Due problemi

Questa bassa diffusione pone due problemi.

1) la bassa diffusione suscita problemi di logistica (come localizzare nel territorio la cosiddetta formazione esterna specializzata) pressochè insormontabili quando il numero degli allievi distribuiti tra le varie specialità è esiguo e di conseguenza non si possono ottenere economie di scala.

2) Le imprese hanno più oneri e meno interesse ad assumere un minore piuttosto che un giovane adulto, per i seguenti motivi:

È chiaro che a normativa vigente i minori sono svantaggiati sul mercato del lavoro e subiscono una concorrenza sleale. Questi meccanismi influiscono negativamente sui minori in una età delicata. I minori restano disoccupati più dei giovani adulti oppure vanno ad accrescere il lavoro nero. Come è stato riportato nella prima parte l'Italia, in Europa, è l'unico paese ad avere il picco di apprendisti all'età intorno ai 21 anni mentre all'estero il picco è intorno ai 16-17 anni. Contemporaneamente alla diminuzione dei minori è stata innalzata l'età massima di ingresso dei giovani adulti a 29 anni (e con una possibile durata del contratto fino a 35 anni).

========

* **RICHIESTA A**: Raccogli tutte le righe dell'elenco in cui compare la parola "rock".

(Estratti del dataset sul puntamento di oggetti)

========

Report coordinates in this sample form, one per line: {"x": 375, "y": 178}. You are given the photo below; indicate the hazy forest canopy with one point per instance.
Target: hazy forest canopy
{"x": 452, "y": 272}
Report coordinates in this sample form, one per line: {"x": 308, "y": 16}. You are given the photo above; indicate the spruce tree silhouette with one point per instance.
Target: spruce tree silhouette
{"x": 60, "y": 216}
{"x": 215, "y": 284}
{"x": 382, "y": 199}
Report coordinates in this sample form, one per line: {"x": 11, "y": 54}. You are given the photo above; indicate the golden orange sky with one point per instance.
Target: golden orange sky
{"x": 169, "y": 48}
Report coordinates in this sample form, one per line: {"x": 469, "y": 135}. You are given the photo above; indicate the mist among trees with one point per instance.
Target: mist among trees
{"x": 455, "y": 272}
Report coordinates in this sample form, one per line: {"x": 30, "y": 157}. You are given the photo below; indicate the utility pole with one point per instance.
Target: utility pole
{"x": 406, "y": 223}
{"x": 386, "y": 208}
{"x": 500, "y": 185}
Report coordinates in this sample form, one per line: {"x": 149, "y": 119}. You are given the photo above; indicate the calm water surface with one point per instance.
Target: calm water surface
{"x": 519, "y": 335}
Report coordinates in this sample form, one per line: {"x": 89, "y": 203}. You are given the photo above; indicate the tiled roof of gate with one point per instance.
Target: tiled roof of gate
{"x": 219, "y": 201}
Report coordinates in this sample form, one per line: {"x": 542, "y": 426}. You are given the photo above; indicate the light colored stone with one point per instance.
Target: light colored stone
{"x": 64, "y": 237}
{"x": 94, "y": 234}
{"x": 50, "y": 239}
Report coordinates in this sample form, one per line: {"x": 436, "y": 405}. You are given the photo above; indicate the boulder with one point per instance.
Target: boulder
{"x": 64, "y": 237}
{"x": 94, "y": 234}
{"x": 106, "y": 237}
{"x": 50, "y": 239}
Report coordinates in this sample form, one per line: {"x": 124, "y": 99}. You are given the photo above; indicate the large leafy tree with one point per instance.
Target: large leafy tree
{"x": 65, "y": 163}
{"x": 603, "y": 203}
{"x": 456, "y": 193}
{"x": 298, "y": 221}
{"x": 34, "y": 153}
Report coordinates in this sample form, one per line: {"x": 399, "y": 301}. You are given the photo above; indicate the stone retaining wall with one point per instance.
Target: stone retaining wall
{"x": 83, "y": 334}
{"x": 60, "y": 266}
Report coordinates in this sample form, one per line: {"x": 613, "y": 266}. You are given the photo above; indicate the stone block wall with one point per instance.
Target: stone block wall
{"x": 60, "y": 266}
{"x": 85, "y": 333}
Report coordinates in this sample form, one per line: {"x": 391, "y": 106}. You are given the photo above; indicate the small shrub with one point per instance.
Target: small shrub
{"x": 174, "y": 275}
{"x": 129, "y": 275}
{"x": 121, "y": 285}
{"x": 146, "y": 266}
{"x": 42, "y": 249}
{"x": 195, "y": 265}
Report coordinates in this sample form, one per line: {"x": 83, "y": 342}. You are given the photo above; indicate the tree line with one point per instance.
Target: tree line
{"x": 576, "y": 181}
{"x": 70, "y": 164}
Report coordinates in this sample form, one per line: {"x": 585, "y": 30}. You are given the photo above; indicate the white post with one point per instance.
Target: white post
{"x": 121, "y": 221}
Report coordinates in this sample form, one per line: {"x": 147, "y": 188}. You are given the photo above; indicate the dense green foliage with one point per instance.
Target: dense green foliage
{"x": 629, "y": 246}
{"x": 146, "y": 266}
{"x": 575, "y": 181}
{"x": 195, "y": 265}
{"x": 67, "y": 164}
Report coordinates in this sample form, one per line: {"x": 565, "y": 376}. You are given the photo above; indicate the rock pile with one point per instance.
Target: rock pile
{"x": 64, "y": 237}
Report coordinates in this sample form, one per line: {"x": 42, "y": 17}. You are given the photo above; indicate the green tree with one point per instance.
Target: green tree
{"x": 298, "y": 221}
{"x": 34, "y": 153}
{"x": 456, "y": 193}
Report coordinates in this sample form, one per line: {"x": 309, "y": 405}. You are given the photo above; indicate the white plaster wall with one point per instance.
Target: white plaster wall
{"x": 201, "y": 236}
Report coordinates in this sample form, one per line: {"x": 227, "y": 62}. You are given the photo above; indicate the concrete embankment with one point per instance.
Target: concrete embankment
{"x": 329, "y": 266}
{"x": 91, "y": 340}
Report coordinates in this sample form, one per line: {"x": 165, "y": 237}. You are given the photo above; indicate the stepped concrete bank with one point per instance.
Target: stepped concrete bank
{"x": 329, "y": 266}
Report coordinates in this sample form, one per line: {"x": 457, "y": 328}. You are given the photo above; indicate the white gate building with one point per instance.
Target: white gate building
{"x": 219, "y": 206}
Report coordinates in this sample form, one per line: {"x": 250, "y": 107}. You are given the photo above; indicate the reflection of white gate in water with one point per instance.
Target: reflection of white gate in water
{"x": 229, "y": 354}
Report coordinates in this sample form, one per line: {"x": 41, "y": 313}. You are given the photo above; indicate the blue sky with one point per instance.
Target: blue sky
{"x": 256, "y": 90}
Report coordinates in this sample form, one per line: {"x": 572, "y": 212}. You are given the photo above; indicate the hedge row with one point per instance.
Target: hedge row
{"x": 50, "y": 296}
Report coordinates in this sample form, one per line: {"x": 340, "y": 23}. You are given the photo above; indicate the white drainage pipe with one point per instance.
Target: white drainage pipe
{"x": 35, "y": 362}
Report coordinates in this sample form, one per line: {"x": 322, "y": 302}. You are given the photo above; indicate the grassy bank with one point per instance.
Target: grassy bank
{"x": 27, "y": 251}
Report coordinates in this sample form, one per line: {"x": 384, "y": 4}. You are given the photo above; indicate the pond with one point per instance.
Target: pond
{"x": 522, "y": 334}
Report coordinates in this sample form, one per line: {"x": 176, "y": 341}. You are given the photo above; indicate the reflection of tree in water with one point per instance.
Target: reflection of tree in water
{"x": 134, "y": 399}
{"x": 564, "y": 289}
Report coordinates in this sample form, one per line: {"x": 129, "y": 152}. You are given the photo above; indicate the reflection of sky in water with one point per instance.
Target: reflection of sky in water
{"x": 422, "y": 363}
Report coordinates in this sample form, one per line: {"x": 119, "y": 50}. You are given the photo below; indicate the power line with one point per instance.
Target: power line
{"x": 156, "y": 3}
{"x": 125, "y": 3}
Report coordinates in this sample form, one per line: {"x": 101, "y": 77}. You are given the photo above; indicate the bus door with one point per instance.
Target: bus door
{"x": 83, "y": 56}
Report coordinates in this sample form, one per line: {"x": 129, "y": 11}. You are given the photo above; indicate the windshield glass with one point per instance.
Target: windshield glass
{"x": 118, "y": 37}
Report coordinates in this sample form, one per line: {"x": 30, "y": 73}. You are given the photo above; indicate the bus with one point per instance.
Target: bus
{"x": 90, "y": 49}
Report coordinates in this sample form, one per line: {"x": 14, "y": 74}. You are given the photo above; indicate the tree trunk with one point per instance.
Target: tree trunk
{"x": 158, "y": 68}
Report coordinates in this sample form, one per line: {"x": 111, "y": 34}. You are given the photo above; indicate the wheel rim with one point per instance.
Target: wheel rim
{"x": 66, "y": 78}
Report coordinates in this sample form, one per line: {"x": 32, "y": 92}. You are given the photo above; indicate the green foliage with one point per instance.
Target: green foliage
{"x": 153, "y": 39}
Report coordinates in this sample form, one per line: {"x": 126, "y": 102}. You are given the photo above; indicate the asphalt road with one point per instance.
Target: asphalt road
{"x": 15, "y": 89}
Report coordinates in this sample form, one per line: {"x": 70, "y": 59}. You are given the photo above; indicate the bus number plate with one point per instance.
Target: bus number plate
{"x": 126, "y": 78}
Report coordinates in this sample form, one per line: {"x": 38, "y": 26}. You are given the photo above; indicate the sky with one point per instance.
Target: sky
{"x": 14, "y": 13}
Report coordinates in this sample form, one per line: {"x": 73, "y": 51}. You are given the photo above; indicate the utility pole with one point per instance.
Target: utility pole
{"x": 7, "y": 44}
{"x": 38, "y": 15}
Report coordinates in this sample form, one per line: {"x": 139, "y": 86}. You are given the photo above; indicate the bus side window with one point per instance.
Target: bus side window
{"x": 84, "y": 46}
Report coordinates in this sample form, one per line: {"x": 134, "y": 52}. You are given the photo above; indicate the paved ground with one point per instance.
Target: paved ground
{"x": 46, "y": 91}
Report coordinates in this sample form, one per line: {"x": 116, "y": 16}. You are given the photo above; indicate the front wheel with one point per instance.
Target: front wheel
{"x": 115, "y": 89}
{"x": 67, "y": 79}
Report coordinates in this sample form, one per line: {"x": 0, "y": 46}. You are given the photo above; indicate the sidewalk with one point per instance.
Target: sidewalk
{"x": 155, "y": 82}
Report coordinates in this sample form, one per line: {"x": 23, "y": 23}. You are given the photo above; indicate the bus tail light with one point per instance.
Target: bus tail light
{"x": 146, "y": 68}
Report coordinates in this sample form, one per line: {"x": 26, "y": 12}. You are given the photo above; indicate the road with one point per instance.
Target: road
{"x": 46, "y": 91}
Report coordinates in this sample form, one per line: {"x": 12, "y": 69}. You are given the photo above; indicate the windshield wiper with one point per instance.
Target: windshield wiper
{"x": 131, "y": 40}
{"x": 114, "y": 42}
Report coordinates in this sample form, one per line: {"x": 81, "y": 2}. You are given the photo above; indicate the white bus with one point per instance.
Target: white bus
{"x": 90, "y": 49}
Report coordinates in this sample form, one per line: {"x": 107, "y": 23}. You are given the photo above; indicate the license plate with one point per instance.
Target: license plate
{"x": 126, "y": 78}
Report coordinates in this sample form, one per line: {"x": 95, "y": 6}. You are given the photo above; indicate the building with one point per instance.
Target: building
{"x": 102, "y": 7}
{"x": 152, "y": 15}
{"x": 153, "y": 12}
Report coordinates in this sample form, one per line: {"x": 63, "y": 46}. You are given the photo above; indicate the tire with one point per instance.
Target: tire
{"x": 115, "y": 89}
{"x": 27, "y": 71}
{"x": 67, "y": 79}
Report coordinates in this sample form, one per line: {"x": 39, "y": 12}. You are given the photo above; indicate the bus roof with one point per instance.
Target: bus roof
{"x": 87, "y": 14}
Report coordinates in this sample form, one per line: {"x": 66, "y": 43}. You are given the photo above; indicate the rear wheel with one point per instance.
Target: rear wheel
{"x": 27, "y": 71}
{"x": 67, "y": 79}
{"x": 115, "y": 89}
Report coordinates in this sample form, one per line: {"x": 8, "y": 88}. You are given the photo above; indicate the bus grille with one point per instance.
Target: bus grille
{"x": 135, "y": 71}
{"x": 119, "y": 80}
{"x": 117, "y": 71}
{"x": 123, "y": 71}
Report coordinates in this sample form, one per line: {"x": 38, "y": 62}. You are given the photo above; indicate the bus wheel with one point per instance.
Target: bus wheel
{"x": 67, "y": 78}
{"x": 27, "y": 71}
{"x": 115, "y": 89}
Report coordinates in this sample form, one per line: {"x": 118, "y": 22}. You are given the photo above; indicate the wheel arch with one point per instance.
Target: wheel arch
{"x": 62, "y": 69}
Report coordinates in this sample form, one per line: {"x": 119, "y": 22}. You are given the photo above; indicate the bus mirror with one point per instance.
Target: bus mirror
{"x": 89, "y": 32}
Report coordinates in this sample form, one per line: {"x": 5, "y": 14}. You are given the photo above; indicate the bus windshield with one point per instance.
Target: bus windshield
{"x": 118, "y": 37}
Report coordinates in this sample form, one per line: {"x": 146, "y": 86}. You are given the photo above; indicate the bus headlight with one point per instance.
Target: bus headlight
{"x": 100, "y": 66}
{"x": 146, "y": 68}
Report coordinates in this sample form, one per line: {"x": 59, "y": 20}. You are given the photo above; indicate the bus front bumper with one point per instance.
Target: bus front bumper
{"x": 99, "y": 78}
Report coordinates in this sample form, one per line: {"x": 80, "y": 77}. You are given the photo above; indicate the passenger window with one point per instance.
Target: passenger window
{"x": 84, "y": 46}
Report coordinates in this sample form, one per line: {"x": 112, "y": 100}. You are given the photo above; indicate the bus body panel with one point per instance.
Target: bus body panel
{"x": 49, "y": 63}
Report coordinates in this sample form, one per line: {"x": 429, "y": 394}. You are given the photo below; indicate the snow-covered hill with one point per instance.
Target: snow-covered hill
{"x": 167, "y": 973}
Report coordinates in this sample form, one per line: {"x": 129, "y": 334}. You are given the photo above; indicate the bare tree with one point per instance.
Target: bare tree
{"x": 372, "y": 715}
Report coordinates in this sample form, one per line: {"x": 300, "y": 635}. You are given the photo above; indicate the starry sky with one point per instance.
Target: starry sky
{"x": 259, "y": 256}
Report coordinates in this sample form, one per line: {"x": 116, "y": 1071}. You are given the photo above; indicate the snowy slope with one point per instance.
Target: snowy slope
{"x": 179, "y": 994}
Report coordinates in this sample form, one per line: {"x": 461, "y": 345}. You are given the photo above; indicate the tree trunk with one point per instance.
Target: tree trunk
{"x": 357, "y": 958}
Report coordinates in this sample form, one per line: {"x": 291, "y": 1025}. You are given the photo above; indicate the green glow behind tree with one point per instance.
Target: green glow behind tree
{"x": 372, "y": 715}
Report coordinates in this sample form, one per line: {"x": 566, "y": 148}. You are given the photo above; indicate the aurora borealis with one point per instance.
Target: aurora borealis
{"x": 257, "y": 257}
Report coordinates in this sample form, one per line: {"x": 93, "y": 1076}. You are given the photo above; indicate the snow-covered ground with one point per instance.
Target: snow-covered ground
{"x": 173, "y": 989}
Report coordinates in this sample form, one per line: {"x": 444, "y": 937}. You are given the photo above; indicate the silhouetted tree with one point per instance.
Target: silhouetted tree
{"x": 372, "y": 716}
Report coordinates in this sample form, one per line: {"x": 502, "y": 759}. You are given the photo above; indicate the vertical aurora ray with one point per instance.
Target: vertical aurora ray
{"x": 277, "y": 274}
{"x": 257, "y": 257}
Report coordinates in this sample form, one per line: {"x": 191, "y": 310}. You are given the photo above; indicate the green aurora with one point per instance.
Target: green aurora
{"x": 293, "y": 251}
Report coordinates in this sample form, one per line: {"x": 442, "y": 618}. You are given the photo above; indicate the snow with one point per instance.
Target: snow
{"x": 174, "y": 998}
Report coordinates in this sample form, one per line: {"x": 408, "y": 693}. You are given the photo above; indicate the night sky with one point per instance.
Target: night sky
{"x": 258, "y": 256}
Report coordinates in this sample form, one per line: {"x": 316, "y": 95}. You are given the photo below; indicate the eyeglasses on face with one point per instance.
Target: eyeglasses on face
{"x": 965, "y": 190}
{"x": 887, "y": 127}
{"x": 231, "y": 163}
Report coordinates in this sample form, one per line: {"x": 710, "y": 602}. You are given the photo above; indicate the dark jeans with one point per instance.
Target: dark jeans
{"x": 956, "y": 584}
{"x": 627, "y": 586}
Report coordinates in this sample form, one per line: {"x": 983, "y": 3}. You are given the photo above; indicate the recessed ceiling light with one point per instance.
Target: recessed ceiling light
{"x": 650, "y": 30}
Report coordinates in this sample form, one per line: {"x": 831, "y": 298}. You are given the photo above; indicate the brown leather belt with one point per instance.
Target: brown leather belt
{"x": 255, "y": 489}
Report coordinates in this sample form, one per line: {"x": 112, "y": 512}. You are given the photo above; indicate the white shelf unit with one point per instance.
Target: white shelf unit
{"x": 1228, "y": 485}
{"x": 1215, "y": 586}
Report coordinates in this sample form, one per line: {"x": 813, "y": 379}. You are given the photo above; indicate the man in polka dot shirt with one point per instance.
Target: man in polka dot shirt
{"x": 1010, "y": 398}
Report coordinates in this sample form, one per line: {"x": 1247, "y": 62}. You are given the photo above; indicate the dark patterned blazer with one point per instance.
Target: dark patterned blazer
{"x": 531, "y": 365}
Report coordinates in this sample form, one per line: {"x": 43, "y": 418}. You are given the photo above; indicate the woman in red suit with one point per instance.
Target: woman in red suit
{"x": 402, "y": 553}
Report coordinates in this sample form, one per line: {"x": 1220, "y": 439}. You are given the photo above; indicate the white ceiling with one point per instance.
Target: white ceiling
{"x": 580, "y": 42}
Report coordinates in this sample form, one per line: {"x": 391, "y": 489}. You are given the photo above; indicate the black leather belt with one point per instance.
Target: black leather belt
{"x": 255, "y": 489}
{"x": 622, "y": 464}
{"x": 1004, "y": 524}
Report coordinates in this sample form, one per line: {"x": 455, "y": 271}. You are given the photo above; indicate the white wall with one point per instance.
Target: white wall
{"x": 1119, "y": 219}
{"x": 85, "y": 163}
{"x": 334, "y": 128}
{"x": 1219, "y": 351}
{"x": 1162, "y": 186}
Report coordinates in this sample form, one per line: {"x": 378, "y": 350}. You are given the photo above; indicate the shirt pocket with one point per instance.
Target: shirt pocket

========

* **RICHIESTA B**: Scrivi il seguito del testo sull'apprendistato dei minori, partendo dopo la sua ultima frase.

* **RISPOSTA SCRITTA A**:
Report coordinates in this sample form, one per line: {"x": 565, "y": 376}. You are given the photo above; indicate the rock pile with one point per instance.
Target: rock pile

* **RISPOSTA SCRITTA B**:
Ci si chiede: quale è la politica formativa che c'è dietro? La politica prevalente sembra quella di ridurre il costo del lavoro: perché allora ci si ferma a 35 anni? È interessante notare che in Svizzera l'apprendistato è aperto a tutta la popolazione che ha compiuto i 15 anni. Una volta accettato il principio che l'apprendistato non è riservato alla formazione professionale dei giovani alla fine dei vari cicli di istruzione full time appare più equo non porre limiti di età all'accesso. Occorre in ogni caso favorire la formazione sul lavoro degli adolescenti. Pertanto andrebbero studiati degli incentivi efficaci (ad hoc) per privilegiare l'assunzione e la prima formazione dei minori finalizzata al primo ingresso nel lavoro rispetto a quella per l'età più adulta diretta a lavoratori già qualificati.

Un grave ostacolo

Uno dei maggiori ostacoli all'instaurarsi di un sistema efficace di formazione sul lavoro dei minori è costituito dall'includere ogni tipo di attività lavorativa sotto l'etichetta di apprendistato. Di fatto tutti i lavoratori minori sono inquadrati come apprendisti; anche quelli che occupano posizioni di lavoro puramente ripetitive, per esercitare le quali non è richiesta alcuna vera formazione, ma solo un rapido addestramento all'ingresso. Questa evidente alterazione del concetto di apprendistato è stata paradossalmente aggravata dall'istituzione dell'obbligo formativo che vieta ai minori qualsiasi attività lavorativa che non sia disciplinata secondo il "contratto di apprendistato per l'espletamento del diritto-dovere di istruzione e formazione". In questa situazione la prescrizione obbligatoria di un monte ore di formazione teorica tecnico-professionale finanziata dagli enti pubblici suona falso; è un modo per salvarsi l'anima, per così dire, e danneggia il concetto di apprendistato presso l'opinione pubblica. Va ricordato a questo riguardo che nel nostro paese la vera formazione tecnico-professionale è compito praticamente esclusivo della scuola a pieno tempo.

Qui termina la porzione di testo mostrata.